# Requirement:
The records underneath are to be printed in full and exactly, with no pictures carried over.

##########

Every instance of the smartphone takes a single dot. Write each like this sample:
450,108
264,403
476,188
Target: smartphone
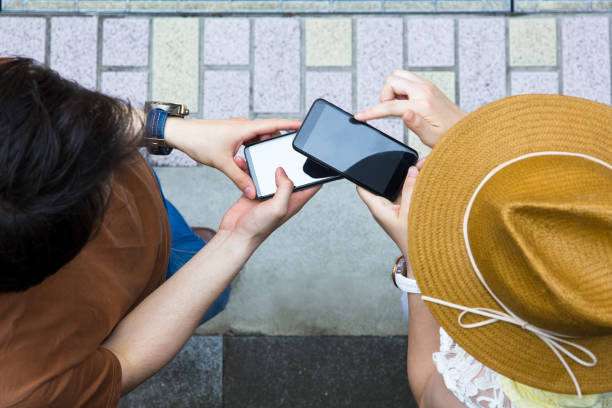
263,158
355,150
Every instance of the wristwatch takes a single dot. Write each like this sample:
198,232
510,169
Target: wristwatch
400,277
157,113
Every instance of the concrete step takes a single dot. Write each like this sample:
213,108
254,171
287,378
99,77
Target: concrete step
270,372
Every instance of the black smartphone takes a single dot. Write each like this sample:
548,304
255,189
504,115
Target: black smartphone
356,150
263,158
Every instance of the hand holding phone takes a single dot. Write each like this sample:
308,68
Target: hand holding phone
355,150
263,158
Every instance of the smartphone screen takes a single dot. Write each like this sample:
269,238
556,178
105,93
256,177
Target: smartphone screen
265,157
356,150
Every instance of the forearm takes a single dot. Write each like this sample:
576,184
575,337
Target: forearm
423,341
153,333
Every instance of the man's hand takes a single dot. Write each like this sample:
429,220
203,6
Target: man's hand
216,142
423,107
255,220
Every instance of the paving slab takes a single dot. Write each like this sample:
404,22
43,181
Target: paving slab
226,94
534,82
482,61
328,41
276,69
431,42
127,85
125,42
336,87
23,37
380,50
226,41
176,63
356,372
445,80
296,282
74,44
174,159
532,41
193,379
586,57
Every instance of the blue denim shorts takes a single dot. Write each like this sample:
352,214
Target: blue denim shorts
185,244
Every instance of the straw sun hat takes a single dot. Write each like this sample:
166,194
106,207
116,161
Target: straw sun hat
510,231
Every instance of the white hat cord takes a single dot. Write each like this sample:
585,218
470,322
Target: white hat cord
554,341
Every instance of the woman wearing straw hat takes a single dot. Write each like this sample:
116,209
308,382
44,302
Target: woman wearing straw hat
510,241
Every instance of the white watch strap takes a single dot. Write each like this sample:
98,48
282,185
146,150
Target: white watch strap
406,284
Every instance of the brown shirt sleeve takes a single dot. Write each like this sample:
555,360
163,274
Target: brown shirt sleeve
96,382
51,334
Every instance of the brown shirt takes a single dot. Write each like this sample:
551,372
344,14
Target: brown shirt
50,335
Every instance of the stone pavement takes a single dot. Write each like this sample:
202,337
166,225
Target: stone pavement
326,272
271,372
296,284
302,6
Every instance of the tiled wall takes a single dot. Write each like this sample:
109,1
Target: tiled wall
276,66
303,6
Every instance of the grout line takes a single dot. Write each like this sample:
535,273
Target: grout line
354,63
48,41
127,68
150,76
534,68
302,31
202,68
405,45
251,68
507,51
226,67
339,68
559,34
99,44
457,75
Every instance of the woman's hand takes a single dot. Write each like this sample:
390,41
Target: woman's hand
423,107
393,216
255,220
216,142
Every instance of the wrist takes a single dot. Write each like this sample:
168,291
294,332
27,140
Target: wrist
241,244
174,132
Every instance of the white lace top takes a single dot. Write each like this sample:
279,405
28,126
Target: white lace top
473,383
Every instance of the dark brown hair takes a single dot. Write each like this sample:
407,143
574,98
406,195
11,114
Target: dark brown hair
59,145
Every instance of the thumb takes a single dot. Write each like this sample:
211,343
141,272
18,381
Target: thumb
409,183
417,124
241,179
283,191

##########

# Response to the exercise:
Every instance of the smartphone takes a single dot. Write each like this sample:
450,108
264,403
476,188
Target: smartphone
263,158
355,150
Every instance of the wristwatch takes a single dot. Write each like this sample:
198,232
510,169
Target: wristwatch
400,277
157,113
Every instance of the concrete step takes a single dot. Write each like this sample:
213,108
254,171
287,378
99,77
Target: concrete step
270,372
Every instance of the black smartphone takes a single dot. Write each like this sample:
548,304
255,189
504,115
Target: black smartphone
356,150
263,158
Every instance of the hand holding phone takes a single dot. Write each like this sample:
308,68
Target: hand holding phone
355,150
263,158
Every instance of the smartphone screen takes a single dot. Write each like this sample:
269,238
556,178
105,93
256,177
Target: smartphone screen
265,157
356,150
Every instance of the forearm takes a single dot. Write each like this sample:
576,184
575,337
Target: forearm
423,341
153,333
Every instance of the man's hand takes a single dot. Write each like this sample:
429,220
203,6
Target: man's hand
216,142
423,107
255,220
Every instance of the paving slab takes a single dot. Write each like this sample:
404,22
43,181
Target: paving slab
226,94
534,82
482,61
328,41
276,69
431,42
127,85
125,42
336,87
23,37
380,50
226,41
176,63
356,372
445,80
296,282
74,44
174,159
532,41
193,379
586,57
Every instance of the blue denim shorts takes a single dot. Write each like this sample:
352,214
Target: blue denim shorts
185,244
Every instance of the straw sun hat takes a single dot. Write each like this sample:
166,194
106,207
116,161
Target: straw sun hat
510,231
Every instance of the white hat cord takes a single dot. Write each like this sample:
585,218
470,322
Target: white hat cord
554,341
Every instance of the woman wearing straw hat takes a single dot. Write each like this sample:
116,209
308,382
44,302
Target: woman wearing straw hat
510,241
Every instance of the white watch strap takes a single dot. Write each like this sample:
98,48
282,185
146,150
Target: white watch strap
406,284
Every instance of the brown shirt sleeve takes a single dot. Write each like this sample:
555,360
163,274
Target: brown shirt sleeve
96,382
51,334
Every instance of the brown shirt takes a single dot. Write each like this sample:
551,372
344,14
Target: brown shirt
50,335
Every instance of the stone pavement takes a single dot. Write each like this sample:
202,337
166,225
Target: stone pavement
326,272
271,372
296,284
302,6
Every instance of the tiled wall takes a single dot. Write each like this sample:
109,1
Target: tiled wall
276,66
303,6
Every instance of the grout line takes a single dot. Write each like this sample:
535,273
Target: grout line
354,63
48,41
127,68
150,76
534,68
302,31
202,68
405,45
251,68
507,51
226,67
339,68
559,34
99,44
457,75
Every instance of the woman's hand takes a single dot. Write each like this sample:
390,41
Target: woman's hand
423,107
393,216
255,220
216,142
Every instance of the wrist takes a single dot. Write each like this sample:
168,291
294,332
27,140
Target: wrist
241,244
174,132
Every instance of the white lace top takes a single dot. Write each like this sample:
279,405
28,126
Target: white lace top
473,383
Every instance of the dark brown hair takes a single dot. Write each like this sample:
407,143
574,98
406,195
11,114
Target: dark brown hair
59,145
Every instance of the thumb takes a single dot. Write each like this sample:
211,343
141,272
18,381
Target: thumb
409,183
417,124
241,179
283,191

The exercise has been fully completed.